▶ _Work instructions_
Copy the data below verbatim from the line with "like [(122, 184)]." to the line with "[(146, 215)]", including both of those lines.
-- Start --
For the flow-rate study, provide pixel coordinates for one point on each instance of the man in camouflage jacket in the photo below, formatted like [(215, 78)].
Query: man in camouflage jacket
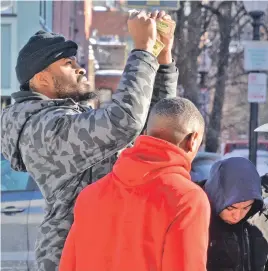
[(65, 146)]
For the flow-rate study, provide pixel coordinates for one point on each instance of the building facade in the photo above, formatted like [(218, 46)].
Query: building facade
[(19, 21)]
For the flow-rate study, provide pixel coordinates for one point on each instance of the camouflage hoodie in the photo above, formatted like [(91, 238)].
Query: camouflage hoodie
[(58, 142)]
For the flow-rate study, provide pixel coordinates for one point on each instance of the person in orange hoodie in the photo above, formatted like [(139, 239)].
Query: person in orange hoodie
[(147, 214)]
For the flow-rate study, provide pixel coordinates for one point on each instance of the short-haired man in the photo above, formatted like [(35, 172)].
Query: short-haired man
[(148, 213)]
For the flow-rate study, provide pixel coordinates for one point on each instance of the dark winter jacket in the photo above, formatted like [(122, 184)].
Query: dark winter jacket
[(65, 146), (239, 247)]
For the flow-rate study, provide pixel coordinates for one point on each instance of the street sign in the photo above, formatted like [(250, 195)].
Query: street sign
[(256, 56), (257, 87), (166, 5)]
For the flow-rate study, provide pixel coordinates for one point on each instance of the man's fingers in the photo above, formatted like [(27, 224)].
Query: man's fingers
[(154, 14), (167, 17), (142, 13)]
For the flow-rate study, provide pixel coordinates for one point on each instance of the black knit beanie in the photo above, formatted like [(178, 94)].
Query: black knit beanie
[(39, 52)]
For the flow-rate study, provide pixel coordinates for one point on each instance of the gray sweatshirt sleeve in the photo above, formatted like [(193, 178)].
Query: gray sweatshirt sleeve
[(78, 140)]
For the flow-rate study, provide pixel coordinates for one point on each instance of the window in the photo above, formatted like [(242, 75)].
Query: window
[(42, 9), (45, 14), (8, 7), (12, 180)]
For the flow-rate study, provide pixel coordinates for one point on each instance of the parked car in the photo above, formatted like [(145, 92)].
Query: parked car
[(202, 164), (262, 158), (22, 209), (231, 146)]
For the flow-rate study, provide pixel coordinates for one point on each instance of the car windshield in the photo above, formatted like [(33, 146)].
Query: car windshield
[(201, 169), (12, 180)]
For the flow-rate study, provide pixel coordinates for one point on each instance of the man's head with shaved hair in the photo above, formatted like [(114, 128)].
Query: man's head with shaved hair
[(178, 121)]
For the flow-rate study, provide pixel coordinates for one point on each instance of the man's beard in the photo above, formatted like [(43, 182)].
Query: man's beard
[(73, 91)]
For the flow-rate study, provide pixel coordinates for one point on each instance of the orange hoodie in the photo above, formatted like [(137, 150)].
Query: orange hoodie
[(146, 215)]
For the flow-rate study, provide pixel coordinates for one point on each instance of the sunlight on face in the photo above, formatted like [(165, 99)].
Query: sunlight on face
[(236, 212)]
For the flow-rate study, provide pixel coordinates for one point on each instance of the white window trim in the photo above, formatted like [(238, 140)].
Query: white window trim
[(14, 51), (15, 9)]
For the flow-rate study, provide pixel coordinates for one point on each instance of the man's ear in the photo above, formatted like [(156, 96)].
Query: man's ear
[(192, 142)]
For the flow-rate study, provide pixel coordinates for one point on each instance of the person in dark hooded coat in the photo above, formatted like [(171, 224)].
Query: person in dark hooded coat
[(234, 192)]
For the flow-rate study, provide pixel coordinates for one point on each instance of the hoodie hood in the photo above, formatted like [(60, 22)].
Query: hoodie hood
[(232, 181), (147, 159), (14, 118)]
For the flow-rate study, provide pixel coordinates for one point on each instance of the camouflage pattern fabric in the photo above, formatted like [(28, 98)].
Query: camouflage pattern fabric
[(59, 141)]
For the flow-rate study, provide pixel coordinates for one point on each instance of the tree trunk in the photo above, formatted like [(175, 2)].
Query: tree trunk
[(214, 128), (187, 37)]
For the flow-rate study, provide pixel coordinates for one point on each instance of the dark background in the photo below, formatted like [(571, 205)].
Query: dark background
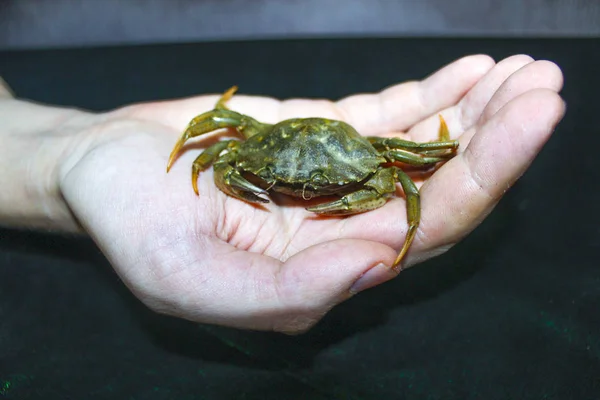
[(511, 312)]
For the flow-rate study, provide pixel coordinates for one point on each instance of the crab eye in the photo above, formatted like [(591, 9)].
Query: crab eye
[(318, 179)]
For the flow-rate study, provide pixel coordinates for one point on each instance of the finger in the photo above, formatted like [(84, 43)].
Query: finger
[(322, 276), (5, 90), (248, 290), (399, 107), (536, 75), (457, 198), (471, 107), (461, 115)]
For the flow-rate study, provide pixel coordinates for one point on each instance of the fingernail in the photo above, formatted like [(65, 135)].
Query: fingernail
[(5, 88), (373, 277)]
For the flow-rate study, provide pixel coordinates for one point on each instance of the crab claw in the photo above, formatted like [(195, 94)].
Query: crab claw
[(230, 181)]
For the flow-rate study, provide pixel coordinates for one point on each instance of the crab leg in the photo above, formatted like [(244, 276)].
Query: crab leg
[(442, 147), (376, 193), (207, 158), (219, 118), (413, 213), (415, 159), (231, 182)]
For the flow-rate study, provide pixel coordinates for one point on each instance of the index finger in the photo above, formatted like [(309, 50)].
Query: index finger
[(401, 106)]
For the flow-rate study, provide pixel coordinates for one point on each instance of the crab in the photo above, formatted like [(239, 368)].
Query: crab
[(311, 157)]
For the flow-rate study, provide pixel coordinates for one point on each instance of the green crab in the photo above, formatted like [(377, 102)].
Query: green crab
[(310, 157)]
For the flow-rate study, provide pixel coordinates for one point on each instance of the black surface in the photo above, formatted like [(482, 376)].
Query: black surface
[(511, 312)]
-- End --
▶ _Written solution_
For the flow-rate study, provide pixel coordinates for one point on each instance of the dark winter jacket in the photo above, formatted like [(122, 184)].
Query: dark winter jacket
[(65, 146), (239, 247)]
For the flow-rate study, provide pixel coordinates for one point on each instance of the street sign in the photo above, formatted like [(250, 195)].
Query: street sign
[(256, 56), (257, 87), (166, 5)]
For the flow-rate study, provide pixel coordinates for one point on each instance of the man's fingers in the photo above, formatted like [(27, 224)].
Query: man's fingers
[(154, 14), (167, 17), (142, 13)]
For the flow-rate study, provide pixel coordinates for one point on each instance of the black knit beanie in the photo above, formatted like [(178, 94)].
Query: black knit beanie
[(39, 52)]
For the flow-rate study, provide pixel coordinates for one point on each instance of the gray sweatshirt sleeve in the photo above, formatted like [(193, 178)].
Query: gray sweatshirt sleeve
[(78, 140)]
For the flow-rate study, provide pixel coordinates for one point on each instance of the window in the photo above, formatted like [(242, 75)].
Query: window
[(42, 9), (45, 14), (8, 7), (12, 180)]
For the flow-rate study, provide pixel coordinates for one point on each instance of the parked car in the photo above, formatted like [(145, 92)].
Query: parked car
[(202, 164), (262, 158), (22, 209), (231, 146)]
For the flow-rate study, provide pixel coordinates for one point on each instance of the car windshield in the photo above, formatted like [(33, 146)].
Query: car windshield
[(201, 169), (12, 180)]
For the flow-rate study, provide pixel coordinates for one point on each instance of the man's head with shaved hair in the photo above, formatted like [(114, 128)].
Query: man's head with shaved hair
[(178, 121)]
For the flow-rate study, provide pixel coordinates for one point on each instance of the man's beard in the photo above, formatted like [(43, 182)].
Query: man's beard
[(73, 91)]
For the flow-rate study, provide pixel coordinates for one point on each instance of the orange hoodie in the photo above, formatted like [(137, 150)].
Query: orange hoodie
[(146, 215)]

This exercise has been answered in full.